(Point localization data)
/---
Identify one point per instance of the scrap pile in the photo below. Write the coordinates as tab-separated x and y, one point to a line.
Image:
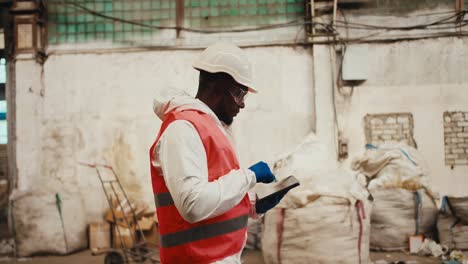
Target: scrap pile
126	225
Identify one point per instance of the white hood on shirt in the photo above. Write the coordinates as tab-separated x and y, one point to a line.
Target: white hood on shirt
170	98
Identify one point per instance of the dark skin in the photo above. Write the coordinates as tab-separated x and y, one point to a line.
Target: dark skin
214	92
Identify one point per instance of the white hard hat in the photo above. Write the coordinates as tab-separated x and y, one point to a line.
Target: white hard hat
224	57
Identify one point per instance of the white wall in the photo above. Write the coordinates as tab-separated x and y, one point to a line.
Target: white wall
98	108
425	78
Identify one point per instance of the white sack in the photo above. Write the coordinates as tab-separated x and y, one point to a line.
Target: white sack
325	231
393	218
320	224
37	224
393	166
314	165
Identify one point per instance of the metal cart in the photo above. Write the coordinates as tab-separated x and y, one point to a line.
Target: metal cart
140	251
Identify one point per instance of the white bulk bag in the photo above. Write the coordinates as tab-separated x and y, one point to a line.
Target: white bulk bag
329	230
398	214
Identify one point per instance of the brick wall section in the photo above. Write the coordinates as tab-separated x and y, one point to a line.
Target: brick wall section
456	138
391	127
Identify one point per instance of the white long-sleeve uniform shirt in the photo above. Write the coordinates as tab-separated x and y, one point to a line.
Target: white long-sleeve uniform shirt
181	155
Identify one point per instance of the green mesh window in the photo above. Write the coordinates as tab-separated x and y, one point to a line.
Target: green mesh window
75	21
207	14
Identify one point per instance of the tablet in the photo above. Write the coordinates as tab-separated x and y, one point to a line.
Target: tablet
279	188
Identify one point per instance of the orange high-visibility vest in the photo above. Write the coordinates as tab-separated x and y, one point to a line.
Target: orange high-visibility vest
208	240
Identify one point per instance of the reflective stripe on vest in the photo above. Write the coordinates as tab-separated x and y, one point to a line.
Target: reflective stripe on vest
203	232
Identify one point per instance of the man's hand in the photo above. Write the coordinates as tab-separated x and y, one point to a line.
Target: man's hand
262	172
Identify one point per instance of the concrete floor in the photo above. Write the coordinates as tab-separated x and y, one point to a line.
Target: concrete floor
249	257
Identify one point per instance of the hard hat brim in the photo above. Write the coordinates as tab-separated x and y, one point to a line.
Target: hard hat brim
249	85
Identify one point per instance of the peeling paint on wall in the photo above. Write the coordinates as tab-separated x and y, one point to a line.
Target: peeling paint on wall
391	127
120	156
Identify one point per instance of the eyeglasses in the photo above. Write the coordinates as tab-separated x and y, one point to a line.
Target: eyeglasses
239	94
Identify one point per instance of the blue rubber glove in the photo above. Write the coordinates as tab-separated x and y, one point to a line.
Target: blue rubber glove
262	172
263	205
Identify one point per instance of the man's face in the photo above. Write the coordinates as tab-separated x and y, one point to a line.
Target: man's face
232	102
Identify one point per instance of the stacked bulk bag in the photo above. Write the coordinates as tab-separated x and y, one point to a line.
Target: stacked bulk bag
325	219
399	214
396	175
452	224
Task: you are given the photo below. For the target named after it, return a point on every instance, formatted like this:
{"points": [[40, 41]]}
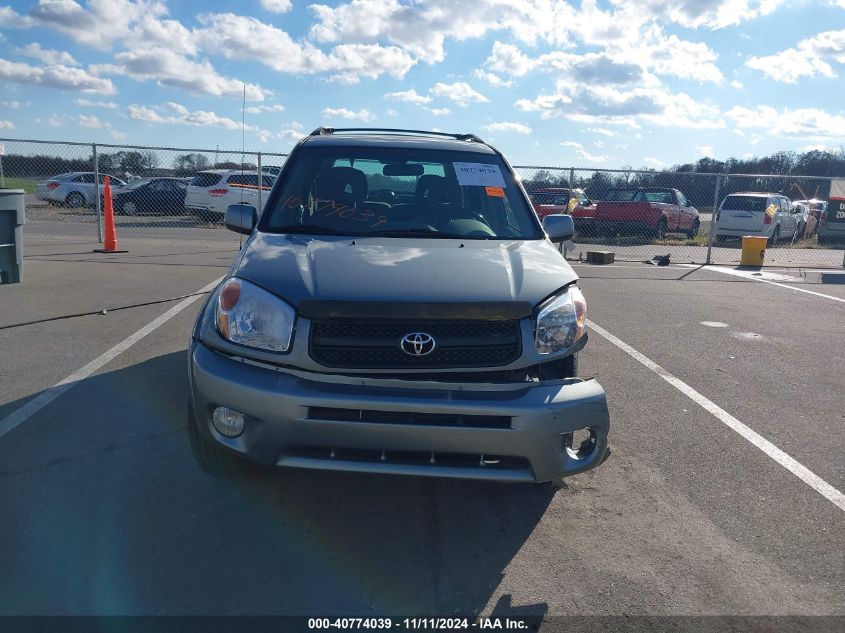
\---
• Task to complete
Reproduce each line of the data containing the word "below".

• Answer for this exercise
Identify one point per instance of the scrap pile in the photo below. Write the coordinates as tab-separated x and y, one point to a line.
Task: you are given the photo below. For the target named after it, return a point on every instance, formatted like this:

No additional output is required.